Mención aparte merece la virtud de la observancia. Si la piedad nos impulsa a rendir culto y honrar nuestro linaje carnal, la observancia nos inclina a honrar a quienes han recibido de Dios el encargo de velar por el bien común, espiritual o temporal. Ellos también son la imagen de la paternidad de Dios en la tierra.

Asimismo, señala Santo Tomás, por esta virtud veneramos a los que nos exceden y son superiores a nosotros en la ciencia o en la virtud, aunque no nos gobiernen de hecho, pero no por falta de capacidades. Está vinculada con la virtud de la humildad.

Fueron los santos quienes establecieron las normas de la liturgia y de los ceremoniales que sabiamente regulan el honor debido a cada uno en los ritos sagrados, demostrando así precisamente el ejercicio de esta virtud. Sin remontarnos a la época de los Santos Padres, consideremos que uno de los principales y más activos redactores del Ceremonial Episcopal postridentino fue San Carlos Borromeo.

Tarea 1>
Responde a partir del fragmento sobre la observancia:
(a) ¿Con qué virtud está vinculada la observancia?
(b) ¿Quién fue uno de los principales redactores del Ceremonial Episcopal postridentino?
(c) ¿A qué nos impulsa la piedad a rendir culto y honrar?
Tarea 2> Transcribe literalmente el pasaje del fragmento sobre la observancia que empieza con "Mención aparte merece" y continúa hasta "de la humildad.".
Tarea 3> Enumera todas las virtudes que se nombran en el fragmento sobre la observancia.
Responde basándote únicamente en el fragmento.

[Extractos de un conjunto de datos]
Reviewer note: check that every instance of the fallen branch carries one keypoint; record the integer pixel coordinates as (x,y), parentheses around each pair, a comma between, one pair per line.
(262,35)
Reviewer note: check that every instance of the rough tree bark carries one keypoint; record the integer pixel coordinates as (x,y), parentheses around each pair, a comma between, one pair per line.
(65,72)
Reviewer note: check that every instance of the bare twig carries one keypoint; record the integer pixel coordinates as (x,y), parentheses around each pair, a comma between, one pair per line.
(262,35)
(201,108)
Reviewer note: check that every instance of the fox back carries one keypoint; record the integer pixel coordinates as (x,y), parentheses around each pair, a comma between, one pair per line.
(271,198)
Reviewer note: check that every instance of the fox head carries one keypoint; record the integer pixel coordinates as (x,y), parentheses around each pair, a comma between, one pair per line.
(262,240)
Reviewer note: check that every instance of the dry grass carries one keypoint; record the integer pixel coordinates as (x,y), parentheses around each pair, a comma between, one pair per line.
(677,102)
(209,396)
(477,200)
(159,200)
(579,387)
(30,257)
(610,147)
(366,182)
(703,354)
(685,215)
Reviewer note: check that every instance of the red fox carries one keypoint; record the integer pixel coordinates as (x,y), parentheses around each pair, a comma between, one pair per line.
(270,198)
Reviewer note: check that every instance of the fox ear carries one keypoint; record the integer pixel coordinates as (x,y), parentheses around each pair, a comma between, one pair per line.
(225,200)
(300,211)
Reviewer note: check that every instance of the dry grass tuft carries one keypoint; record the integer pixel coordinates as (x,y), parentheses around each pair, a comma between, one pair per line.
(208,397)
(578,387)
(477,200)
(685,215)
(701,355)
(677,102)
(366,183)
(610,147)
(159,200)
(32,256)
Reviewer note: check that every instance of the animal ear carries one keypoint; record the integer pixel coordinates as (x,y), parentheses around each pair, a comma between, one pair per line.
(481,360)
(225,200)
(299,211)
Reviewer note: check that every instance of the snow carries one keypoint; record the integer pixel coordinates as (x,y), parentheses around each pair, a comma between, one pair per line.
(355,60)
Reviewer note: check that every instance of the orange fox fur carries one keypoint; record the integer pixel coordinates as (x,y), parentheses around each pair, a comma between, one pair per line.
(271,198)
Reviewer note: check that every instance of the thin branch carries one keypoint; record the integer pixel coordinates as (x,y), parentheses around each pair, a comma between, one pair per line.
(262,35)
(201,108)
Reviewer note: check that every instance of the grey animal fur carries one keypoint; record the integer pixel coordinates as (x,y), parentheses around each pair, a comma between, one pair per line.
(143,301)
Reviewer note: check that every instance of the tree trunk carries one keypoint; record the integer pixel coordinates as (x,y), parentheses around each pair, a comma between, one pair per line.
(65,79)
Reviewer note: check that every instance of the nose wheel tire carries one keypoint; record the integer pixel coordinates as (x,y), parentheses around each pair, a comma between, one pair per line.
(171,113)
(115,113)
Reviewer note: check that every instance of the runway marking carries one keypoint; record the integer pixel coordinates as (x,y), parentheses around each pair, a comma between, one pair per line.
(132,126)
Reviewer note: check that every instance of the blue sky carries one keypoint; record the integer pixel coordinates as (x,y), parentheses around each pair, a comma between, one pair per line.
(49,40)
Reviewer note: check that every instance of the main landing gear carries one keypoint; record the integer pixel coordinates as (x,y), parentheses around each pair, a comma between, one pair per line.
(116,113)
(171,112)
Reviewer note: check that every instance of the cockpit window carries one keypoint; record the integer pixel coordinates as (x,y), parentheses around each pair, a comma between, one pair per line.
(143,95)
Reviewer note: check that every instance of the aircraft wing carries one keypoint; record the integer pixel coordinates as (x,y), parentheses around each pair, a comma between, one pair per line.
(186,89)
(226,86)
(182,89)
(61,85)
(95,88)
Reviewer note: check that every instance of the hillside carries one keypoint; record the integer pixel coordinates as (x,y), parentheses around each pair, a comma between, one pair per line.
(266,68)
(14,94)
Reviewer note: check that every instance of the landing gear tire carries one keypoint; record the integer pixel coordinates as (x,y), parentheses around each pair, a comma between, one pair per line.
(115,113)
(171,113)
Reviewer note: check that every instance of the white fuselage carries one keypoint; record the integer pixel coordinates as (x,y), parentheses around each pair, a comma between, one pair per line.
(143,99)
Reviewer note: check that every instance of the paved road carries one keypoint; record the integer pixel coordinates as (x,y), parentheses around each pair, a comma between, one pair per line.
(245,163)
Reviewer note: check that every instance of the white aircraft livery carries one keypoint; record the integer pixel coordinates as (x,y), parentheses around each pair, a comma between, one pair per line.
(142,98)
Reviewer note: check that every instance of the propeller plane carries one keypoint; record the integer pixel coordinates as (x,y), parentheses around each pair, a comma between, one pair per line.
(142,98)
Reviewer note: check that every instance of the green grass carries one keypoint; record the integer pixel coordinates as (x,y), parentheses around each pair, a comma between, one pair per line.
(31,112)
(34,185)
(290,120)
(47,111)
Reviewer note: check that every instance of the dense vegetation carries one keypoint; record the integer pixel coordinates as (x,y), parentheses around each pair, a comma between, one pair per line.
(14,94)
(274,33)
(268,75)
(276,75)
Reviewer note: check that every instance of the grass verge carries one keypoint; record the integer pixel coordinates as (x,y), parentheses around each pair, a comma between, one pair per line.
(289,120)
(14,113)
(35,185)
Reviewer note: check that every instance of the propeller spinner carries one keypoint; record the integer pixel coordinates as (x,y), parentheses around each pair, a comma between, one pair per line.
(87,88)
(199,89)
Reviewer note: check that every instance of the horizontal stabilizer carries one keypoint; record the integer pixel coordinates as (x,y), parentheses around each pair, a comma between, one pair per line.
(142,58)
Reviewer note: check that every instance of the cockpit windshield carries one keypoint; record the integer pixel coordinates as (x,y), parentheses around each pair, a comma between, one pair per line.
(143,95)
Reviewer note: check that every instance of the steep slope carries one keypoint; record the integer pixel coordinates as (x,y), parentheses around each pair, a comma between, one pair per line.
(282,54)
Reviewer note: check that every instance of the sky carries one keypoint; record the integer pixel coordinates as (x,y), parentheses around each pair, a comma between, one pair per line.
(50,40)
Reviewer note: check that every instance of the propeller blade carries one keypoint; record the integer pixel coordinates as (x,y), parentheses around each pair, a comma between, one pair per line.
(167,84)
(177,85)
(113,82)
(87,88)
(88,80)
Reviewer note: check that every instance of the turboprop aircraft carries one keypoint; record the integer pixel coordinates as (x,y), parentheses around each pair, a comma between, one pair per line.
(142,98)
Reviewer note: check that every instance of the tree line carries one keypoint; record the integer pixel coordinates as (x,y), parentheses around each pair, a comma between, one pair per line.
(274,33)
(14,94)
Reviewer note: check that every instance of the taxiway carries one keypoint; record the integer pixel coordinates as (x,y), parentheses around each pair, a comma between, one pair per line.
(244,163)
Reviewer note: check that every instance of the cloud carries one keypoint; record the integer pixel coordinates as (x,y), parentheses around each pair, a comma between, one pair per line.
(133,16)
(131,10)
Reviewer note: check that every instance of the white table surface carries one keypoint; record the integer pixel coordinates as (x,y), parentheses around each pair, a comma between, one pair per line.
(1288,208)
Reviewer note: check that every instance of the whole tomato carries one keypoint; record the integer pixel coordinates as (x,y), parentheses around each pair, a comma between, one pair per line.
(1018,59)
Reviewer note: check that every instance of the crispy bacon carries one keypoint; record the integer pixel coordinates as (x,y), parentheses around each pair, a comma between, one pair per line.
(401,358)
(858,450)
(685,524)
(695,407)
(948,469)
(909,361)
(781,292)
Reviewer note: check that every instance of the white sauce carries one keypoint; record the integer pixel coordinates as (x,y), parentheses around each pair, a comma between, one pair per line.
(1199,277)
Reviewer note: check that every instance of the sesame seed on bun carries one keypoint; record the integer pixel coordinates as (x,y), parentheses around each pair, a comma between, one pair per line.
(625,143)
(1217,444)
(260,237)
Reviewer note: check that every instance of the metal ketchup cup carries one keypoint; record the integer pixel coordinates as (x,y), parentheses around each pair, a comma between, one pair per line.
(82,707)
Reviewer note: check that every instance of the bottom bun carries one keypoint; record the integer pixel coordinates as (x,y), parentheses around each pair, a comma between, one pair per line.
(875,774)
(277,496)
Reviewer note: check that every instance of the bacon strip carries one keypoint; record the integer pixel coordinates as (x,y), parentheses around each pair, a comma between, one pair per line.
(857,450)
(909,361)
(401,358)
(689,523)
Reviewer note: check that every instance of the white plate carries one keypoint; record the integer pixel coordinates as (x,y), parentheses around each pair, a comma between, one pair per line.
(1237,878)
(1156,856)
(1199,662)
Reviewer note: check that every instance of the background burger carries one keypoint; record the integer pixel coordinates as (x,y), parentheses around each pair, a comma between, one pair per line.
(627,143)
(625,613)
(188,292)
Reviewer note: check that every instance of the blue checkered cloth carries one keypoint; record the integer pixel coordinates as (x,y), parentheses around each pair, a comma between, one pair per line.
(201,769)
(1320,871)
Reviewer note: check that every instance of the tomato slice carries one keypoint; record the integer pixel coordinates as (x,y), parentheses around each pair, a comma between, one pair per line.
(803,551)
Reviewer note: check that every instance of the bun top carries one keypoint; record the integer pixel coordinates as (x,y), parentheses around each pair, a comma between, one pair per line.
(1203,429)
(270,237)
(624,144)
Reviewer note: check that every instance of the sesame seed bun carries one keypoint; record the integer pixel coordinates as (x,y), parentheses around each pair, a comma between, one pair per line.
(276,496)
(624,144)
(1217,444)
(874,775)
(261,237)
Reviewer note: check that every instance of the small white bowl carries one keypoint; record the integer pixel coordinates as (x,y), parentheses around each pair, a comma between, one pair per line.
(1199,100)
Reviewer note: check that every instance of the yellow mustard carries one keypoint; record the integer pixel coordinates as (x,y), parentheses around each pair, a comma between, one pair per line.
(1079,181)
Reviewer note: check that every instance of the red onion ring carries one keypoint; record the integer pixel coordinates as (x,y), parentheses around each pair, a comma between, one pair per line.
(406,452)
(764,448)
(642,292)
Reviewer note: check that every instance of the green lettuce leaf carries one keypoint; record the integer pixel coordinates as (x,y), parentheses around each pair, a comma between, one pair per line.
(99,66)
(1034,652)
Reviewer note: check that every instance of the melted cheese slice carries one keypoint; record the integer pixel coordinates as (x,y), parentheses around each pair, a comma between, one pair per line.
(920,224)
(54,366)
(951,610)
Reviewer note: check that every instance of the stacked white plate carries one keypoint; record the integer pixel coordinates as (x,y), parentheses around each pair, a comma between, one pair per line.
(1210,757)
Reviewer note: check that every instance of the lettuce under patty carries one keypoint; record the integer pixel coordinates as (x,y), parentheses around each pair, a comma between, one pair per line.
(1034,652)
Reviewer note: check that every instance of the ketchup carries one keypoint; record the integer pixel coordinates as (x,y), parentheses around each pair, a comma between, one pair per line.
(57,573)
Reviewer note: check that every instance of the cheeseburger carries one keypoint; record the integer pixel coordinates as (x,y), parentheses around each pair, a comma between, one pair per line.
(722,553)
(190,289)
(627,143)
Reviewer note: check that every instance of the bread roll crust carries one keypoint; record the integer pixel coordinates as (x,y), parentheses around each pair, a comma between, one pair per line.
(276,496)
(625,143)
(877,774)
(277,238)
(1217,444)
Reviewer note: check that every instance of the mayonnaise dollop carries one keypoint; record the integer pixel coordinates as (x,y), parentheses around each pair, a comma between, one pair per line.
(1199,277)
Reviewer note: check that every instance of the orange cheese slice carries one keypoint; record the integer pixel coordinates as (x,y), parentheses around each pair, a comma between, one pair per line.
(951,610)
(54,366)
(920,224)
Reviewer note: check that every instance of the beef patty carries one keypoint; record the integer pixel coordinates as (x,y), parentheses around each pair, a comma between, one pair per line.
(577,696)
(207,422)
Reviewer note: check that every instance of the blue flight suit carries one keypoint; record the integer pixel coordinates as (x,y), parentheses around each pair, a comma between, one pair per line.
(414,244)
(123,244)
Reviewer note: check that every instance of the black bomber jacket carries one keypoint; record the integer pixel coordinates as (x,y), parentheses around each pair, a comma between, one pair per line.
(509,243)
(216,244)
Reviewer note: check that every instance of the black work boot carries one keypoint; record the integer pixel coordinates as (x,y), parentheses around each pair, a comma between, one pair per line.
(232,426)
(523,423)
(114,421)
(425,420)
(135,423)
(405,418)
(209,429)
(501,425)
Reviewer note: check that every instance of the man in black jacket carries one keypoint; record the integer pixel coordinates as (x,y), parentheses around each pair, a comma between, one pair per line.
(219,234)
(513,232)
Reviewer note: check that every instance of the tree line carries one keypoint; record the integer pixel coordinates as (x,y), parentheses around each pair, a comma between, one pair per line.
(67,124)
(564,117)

Tu solución 1>
(a) Con la virtud de la humildad.
(b) San Carlos Borromeo.
(c) A nuestro linaje carnal.

Tu solución 2>
Mención aparte merece la virtud de la observancia. Si la piedad nos impulsa a rendir culto y honrar nuestro linaje carnal, la observancia nos inclina a honrar a quienes han recibido de Dios el encargo de velar por el bien común, espiritual o temporal. Ellos también son la imagen de la paternidad de Dios en la tierra.

Asimismo, señala Santo Tomás, por esta virtud veneramos a los que nos exceden y son superiores a nosotros en la ciencia o en la virtud, aunque no nos gobiernen de hecho, pero no por falta de capacidades. Está vinculada con la virtud de la humildad.

Tu solución 3> La observancia, la piedad y la humildad.